── TASK DATA

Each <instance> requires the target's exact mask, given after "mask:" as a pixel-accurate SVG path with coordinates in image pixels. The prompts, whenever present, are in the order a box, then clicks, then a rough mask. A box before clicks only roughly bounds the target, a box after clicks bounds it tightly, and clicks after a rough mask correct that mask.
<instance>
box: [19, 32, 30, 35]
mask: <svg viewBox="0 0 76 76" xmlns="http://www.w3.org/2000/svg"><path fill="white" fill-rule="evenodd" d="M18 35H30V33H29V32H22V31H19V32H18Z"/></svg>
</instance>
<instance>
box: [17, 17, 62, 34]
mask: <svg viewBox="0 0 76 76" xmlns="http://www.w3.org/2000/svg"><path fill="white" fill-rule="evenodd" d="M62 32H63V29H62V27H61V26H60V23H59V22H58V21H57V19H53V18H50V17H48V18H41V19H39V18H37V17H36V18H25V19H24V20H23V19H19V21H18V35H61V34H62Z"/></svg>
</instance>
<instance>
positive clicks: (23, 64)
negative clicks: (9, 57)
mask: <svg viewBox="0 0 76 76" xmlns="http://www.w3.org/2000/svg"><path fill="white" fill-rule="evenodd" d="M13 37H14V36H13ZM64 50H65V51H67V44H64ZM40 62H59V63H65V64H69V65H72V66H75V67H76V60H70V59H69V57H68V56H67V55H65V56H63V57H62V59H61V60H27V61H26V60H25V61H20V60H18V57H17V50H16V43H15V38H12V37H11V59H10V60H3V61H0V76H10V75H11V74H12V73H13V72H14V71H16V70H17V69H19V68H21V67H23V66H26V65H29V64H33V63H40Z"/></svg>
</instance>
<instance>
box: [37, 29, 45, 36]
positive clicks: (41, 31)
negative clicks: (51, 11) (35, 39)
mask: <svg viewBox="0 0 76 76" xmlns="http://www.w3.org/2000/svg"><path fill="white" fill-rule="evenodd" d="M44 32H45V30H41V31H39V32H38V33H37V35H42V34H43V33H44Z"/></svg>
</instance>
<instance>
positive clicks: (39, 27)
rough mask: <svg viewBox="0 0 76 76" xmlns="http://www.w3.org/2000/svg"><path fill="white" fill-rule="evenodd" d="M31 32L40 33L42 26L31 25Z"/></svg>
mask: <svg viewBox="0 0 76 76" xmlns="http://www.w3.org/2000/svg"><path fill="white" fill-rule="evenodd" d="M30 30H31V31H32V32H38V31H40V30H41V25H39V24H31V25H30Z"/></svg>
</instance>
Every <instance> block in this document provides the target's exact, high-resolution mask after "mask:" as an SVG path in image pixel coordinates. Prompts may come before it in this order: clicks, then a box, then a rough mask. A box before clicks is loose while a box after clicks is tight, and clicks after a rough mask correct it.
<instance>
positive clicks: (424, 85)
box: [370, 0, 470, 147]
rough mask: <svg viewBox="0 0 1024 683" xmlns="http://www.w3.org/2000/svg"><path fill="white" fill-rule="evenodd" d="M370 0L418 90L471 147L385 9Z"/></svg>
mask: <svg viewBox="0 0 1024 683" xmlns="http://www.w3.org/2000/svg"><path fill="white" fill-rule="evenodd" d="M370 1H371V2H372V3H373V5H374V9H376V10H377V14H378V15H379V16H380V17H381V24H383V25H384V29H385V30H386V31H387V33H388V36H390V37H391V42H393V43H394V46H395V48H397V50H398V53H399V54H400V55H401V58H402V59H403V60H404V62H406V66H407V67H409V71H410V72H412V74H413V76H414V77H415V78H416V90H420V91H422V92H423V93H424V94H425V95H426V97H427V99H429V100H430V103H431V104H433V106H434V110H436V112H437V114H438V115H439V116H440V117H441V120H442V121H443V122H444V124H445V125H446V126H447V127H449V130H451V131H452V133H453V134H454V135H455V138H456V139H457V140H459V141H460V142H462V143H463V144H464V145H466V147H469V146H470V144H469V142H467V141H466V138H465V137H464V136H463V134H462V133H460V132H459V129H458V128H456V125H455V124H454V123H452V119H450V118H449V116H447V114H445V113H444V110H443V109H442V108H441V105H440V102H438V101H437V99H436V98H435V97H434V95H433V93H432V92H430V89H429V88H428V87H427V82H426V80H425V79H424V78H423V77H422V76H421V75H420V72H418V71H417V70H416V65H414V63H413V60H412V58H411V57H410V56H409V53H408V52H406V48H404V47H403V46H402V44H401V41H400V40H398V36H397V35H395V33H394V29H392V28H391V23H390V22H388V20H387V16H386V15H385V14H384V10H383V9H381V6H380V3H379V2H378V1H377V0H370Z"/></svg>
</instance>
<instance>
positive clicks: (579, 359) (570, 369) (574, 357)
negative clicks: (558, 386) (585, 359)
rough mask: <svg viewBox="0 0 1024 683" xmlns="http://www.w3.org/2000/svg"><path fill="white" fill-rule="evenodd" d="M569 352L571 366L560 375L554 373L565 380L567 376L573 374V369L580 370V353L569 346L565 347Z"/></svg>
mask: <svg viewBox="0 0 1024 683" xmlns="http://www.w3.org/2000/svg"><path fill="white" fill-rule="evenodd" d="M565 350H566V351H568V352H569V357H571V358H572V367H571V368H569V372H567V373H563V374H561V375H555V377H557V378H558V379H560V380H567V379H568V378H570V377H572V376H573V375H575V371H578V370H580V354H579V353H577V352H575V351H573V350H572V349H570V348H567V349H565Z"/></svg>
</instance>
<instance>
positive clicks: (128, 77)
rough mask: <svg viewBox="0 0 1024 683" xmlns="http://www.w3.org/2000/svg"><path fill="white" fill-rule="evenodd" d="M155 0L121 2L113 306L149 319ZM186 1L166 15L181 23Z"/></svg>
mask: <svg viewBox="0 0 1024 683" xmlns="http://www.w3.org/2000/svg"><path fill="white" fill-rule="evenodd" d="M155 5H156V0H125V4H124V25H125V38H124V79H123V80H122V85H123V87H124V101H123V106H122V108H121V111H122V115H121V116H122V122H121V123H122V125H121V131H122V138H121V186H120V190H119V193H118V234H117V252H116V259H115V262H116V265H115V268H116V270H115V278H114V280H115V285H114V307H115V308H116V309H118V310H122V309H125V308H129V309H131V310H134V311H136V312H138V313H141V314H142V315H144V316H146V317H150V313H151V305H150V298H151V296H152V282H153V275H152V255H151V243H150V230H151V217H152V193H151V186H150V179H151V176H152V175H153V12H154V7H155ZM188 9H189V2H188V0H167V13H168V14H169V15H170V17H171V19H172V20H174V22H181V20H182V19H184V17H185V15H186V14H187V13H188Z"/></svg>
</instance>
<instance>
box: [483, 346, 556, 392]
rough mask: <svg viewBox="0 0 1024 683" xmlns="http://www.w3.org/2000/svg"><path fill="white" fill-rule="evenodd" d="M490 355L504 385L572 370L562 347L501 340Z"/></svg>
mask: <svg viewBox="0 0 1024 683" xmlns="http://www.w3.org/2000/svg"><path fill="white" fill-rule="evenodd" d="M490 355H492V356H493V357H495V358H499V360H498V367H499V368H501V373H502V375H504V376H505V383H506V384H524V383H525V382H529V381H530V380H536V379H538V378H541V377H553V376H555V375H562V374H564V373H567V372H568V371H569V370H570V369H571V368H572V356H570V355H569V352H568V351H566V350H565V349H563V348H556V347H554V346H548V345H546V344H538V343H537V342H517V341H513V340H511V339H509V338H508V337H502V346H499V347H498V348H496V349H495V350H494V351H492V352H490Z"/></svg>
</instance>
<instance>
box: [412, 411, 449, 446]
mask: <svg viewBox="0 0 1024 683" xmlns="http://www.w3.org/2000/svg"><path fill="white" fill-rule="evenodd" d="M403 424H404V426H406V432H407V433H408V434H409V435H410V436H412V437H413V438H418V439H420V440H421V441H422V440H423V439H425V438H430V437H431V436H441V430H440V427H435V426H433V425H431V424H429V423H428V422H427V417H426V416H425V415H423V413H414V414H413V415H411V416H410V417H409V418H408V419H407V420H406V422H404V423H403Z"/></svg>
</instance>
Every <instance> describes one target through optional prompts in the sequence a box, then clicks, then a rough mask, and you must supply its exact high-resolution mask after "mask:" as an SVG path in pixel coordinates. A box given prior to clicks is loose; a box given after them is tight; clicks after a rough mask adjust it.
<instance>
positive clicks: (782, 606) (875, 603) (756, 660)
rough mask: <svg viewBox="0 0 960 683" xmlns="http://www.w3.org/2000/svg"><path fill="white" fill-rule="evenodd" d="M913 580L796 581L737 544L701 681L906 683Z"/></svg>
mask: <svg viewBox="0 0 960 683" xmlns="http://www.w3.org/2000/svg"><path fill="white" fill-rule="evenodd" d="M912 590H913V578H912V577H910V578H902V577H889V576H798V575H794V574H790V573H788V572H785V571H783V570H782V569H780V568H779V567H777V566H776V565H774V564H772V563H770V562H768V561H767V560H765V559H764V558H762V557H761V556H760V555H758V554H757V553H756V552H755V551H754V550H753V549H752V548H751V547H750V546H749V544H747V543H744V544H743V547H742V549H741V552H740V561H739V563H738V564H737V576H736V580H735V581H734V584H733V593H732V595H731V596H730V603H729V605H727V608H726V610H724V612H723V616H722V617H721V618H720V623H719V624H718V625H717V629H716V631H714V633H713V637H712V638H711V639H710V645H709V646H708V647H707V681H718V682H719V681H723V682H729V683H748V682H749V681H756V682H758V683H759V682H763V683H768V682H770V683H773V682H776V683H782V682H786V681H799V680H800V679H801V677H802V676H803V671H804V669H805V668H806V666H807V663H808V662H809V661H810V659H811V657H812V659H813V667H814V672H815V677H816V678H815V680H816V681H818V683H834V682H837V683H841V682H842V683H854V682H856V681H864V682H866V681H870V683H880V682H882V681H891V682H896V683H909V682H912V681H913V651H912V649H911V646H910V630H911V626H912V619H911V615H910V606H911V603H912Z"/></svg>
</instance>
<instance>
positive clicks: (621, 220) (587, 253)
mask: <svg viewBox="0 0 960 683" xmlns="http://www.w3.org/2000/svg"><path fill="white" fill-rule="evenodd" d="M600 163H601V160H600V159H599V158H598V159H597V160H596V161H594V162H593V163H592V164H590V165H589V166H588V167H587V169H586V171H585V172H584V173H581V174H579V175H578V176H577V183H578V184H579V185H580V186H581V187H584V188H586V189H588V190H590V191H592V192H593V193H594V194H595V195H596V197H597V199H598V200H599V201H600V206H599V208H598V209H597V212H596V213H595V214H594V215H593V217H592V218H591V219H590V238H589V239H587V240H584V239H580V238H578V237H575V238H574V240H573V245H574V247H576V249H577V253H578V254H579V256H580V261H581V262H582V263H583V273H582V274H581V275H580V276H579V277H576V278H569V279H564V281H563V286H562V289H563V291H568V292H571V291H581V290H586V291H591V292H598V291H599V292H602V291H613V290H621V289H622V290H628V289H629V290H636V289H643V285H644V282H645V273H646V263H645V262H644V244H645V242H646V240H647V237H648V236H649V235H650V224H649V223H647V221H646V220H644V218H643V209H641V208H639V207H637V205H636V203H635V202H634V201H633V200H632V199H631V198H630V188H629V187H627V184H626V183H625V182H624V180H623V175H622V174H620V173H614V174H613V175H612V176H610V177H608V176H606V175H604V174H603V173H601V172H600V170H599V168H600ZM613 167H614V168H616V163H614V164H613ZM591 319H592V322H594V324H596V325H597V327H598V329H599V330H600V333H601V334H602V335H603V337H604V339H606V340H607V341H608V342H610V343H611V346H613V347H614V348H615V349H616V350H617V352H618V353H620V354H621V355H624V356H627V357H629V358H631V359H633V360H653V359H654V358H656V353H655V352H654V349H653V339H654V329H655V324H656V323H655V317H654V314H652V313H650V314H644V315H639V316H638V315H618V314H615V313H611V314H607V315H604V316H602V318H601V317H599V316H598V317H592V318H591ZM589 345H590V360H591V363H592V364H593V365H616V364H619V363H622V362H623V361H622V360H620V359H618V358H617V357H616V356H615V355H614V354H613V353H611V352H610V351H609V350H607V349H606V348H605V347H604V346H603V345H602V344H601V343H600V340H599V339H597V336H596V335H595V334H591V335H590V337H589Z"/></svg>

────

* [WORK REQUEST]: Look above for the line holding "32L40 33L42 26L31". Print it and every line after it, exactly, through the line holding "box: [370, 0, 470, 147]".

* [ANSWER TO THE EXERCISE]:
rough mask: <svg viewBox="0 0 76 76" xmlns="http://www.w3.org/2000/svg"><path fill="white" fill-rule="evenodd" d="M31 32L40 33L42 26L31 25Z"/></svg>
mask: <svg viewBox="0 0 76 76" xmlns="http://www.w3.org/2000/svg"><path fill="white" fill-rule="evenodd" d="M30 30H31V31H32V32H38V31H40V30H41V25H39V24H31V25H30Z"/></svg>
</instance>
Every <instance> block in this document provides the target's exact, high-resolution mask after "mask:" as an SVG path in image pixel coordinates. Prompts may come before it in this order: clicks, then a box, then a rough mask. A box before clicks is loose while a box after clicks is tight, and clicks after a rough mask correct it.
<instance>
positive clicks: (424, 85)
box: [370, 0, 470, 147]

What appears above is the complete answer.